### Given problem
Reproduce each of the following lines word for word, without changing anything.
>> BEGIN
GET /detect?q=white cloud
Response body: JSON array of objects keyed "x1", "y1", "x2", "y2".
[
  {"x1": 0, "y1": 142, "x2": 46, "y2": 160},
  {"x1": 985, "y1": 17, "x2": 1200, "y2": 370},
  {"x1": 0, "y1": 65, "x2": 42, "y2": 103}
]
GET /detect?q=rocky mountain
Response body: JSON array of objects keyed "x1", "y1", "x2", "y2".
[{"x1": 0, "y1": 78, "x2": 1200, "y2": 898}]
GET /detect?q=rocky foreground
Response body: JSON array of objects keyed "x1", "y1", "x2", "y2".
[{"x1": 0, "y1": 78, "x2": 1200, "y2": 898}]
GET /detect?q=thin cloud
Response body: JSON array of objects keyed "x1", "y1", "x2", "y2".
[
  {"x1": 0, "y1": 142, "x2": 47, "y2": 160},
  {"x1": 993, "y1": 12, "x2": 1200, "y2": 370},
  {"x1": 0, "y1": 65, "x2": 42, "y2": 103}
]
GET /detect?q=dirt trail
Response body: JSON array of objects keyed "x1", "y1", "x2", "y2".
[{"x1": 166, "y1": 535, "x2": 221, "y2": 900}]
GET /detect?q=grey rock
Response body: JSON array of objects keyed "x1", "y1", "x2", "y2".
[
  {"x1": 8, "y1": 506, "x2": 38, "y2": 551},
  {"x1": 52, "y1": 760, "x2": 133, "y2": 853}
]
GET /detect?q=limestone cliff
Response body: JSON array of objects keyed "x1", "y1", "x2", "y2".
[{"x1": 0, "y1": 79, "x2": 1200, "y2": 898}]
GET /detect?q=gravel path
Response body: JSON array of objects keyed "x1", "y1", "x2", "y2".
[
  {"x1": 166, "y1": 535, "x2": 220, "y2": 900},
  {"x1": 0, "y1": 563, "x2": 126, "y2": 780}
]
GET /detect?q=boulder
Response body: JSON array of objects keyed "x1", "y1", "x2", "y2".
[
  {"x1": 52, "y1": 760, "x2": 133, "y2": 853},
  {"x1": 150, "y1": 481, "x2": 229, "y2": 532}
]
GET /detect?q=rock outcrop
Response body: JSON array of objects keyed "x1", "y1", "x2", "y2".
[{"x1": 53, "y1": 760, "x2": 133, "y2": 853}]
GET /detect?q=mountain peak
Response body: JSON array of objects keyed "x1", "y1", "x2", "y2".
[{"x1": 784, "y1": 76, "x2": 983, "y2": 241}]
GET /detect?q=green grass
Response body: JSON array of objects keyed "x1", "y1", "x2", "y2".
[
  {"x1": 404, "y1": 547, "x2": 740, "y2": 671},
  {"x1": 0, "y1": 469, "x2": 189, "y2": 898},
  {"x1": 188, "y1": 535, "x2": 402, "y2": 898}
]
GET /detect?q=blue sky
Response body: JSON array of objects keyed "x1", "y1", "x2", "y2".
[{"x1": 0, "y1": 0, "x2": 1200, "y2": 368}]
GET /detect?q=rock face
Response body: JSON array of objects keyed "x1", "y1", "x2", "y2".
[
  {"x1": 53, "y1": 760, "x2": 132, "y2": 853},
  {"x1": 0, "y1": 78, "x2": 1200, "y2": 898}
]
>> END
### Correct result
GET /detect?q=white cloud
Response body: JSON array of objects keyed "x1", "y1", "x2", "y2".
[
  {"x1": 0, "y1": 142, "x2": 46, "y2": 160},
  {"x1": 985, "y1": 17, "x2": 1200, "y2": 370},
  {"x1": 0, "y1": 65, "x2": 42, "y2": 103}
]
GET /detect?q=rocky mountain
Response body: JSON array of objects keyed "x1", "y1", "x2", "y2".
[{"x1": 0, "y1": 78, "x2": 1200, "y2": 898}]
GET /detect?q=rocky foreground
Response body: JSON array of objects keyed "x1", "y1", "x2", "y2".
[{"x1": 0, "y1": 78, "x2": 1200, "y2": 898}]
GET /detect?q=thin cloud
Response body: JSON array of objects keyed "x1", "y1", "x2", "y2".
[
  {"x1": 0, "y1": 142, "x2": 47, "y2": 160},
  {"x1": 993, "y1": 12, "x2": 1200, "y2": 370},
  {"x1": 0, "y1": 65, "x2": 42, "y2": 103}
]
GET /detect?q=dirt trail
Response body: JSON array of objects keyed "x1", "y1", "x2", "y2".
[{"x1": 166, "y1": 535, "x2": 221, "y2": 900}]
GET /detect?q=grey rock
Response body: JSON array of objects keyed "x1", "y1", "x2", "y2".
[
  {"x1": 8, "y1": 506, "x2": 38, "y2": 551},
  {"x1": 52, "y1": 760, "x2": 133, "y2": 853}
]
GET /detect?q=limestone cliff
Response body: JSON array of objects keyed "x1", "y1", "x2", "y2".
[{"x1": 0, "y1": 79, "x2": 1200, "y2": 898}]
GET /detect?q=gravel path
Response body: JSON array of objects keyed "x1", "y1", "x2", "y2".
[
  {"x1": 166, "y1": 535, "x2": 220, "y2": 900},
  {"x1": 0, "y1": 563, "x2": 126, "y2": 780}
]
GET /detect?q=boulder
Response body: JSON array of objects keyed "x1", "y1", "x2", "y2".
[
  {"x1": 52, "y1": 760, "x2": 133, "y2": 853},
  {"x1": 150, "y1": 481, "x2": 229, "y2": 532}
]
GET /detect?q=rock outcrop
Response body: JSON array of objects keyed "x1", "y1", "x2", "y2".
[{"x1": 53, "y1": 760, "x2": 133, "y2": 853}]
GET /detect?q=mountain peak
Response body: JSON array of objects keyed "x1", "y1", "x2", "y2".
[{"x1": 784, "y1": 76, "x2": 983, "y2": 241}]
GET /detect?q=green grass
Response body: JSON array of objects keyed "x1", "y1", "x2", "y2".
[
  {"x1": 404, "y1": 547, "x2": 740, "y2": 671},
  {"x1": 0, "y1": 469, "x2": 189, "y2": 898},
  {"x1": 188, "y1": 535, "x2": 402, "y2": 898}
]
GET /detect?q=blue sky
Response body: JSON array of objects keyed "x1", "y1", "x2", "y2".
[{"x1": 0, "y1": 0, "x2": 1200, "y2": 368}]
GET /detect?q=rock face
Response body: JSON array of objects keyed "x1", "y1", "x2", "y2".
[
  {"x1": 53, "y1": 760, "x2": 132, "y2": 853},
  {"x1": 0, "y1": 78, "x2": 1200, "y2": 898}
]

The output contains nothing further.